Ser viúva no continente africano é sinônimo de extrema vulnerabilidade econômica e social. Enquanto na Europa a viuvez está protegida por sistemas robustos de previdência e herança, na África 60% das mulheres viúvas não têm qualquer fonte de renda formal, segundo levantamento da ONU Mulheres e do Banco Mundial. Sem acesso à herança, pensões ou direitos econômicos básicos, essas mulheres são empurradas para o mercado informal, subempregos, mendicância e, muitas vezes, exploração sexual.
O dado evidencia um abismo social e econômico baseado em gênero, raça e geografia. Na África Subsaariana, a viuvez não representa apenas a perda do companheiro, mas a perda completa da segurança econômica. A ONU Mulheres estima que menos da metade das viúvas africanas consegue acessar bens ou heranças dos maridos após a morte, o que perpetua ciclos de pobreza e exclusão.
□ □ □ □ □ □ □
__Tarefas do exercício__.
1) Responda sobre o texto a respeito das viúvas na África:
(a) Que porcentagem das viúvas na África não tem nenhuma fonte de renda formal?
(b) Quais duas instituições fizeram o levantamento citado?
(c) Segundo a ONU Mulheres, quantas viúvas africanas conseguem acessar bens ou heranças dos maridos?
2) Dê a continuação do texto sobre as viúvas na África, a partir do ponto em que ele para.
Os registros são um material à parte, sem ligação com o texto.

__Registros salvos__.
□ □ □ □ □ □ □
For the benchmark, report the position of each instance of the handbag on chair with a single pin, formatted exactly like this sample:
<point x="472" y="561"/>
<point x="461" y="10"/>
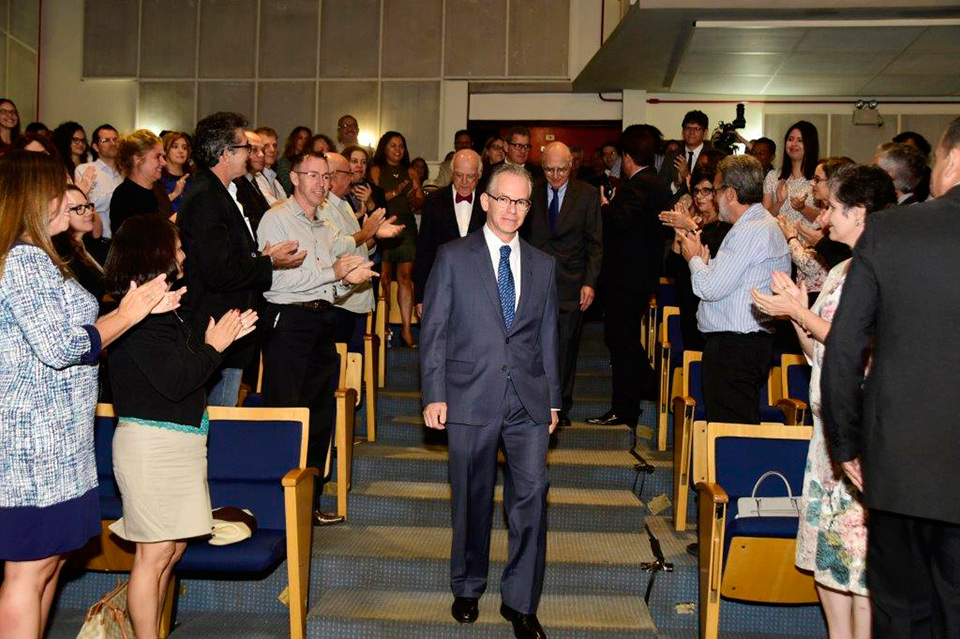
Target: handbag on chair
<point x="107" y="619"/>
<point x="754" y="506"/>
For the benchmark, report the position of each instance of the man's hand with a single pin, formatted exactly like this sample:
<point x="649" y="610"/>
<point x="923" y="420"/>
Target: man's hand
<point x="435" y="416"/>
<point x="690" y="245"/>
<point x="586" y="297"/>
<point x="854" y="472"/>
<point x="389" y="229"/>
<point x="284" y="255"/>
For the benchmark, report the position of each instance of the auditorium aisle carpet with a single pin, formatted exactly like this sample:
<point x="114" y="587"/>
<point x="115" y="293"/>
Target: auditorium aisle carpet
<point x="386" y="572"/>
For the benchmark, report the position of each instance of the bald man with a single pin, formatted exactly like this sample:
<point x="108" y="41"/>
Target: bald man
□ □ □ □ □ □ □
__Respostas das atividades__.
1)
(a) 60%.
(b) A ONU Mulheres e o Banco Mundial.
(c) Menos da metade.

2)
Desigualdade comparada: África x Europa
Em contraste com a realidade africana, na Europa o impacto da viuvez na vida das mulheres é significativamente menor. Segundo dados do Eurostat e de estudos de proteção social da União Europeia, cerca de 26% das mulheres viúvas recebem pensões de viuvez ou aposentadorias proporcionais, o que mitiga a queda de renda. Em 11 países europeus, como França, Dinamarca e Espanha, a riqueza líquida das mulheres se mantém relativamente estável após a viuvez, mesmo com a redução no patrimônio imobiliário.
No continente africano, o quadro é oposto. Além da falta de renda formal, as viúvas enfrentam violência patrimonial e social, segundo informações da ONU Mulheres. Práticas culturais como expulsão do lar, perda da terra, negação da herança e ritos violentos de luto, que incluem auto flagelo, ingestão da água do banho do corpo do marido e até relações sexuais forçadas com parentes do falecido, continuam acontecendo em diversos países do continente, de acordo com o órgão.
Esse cenário se agrava em situações de conflito, deslocamento forçado e crises sanitárias. Durante a pandemia de Covid-19, milhares de mulheres africanas ficaram viúvas e perderam qualquer acesso a pensões, contas bancárias ou proteção social. Dados do Fundo de População das Nações Unidas (UNFPA) revelam que mulheres viúvas em zonas de conflito são até 70% mais propensas a sofrer violência sexual, incluindo estupros coletivos, mutilações e infecções como HIV/Aids.
O Instituto Loomba, que estuda a situação das viúvas globalmente, estima que mais de 115 milhões de viúvas no mundo vivam em pobreza absoluta. Dessas, pelo menos 86 milhões já foram vítimas de violência física. A maioria está concentrada na África e em países do Sul Global.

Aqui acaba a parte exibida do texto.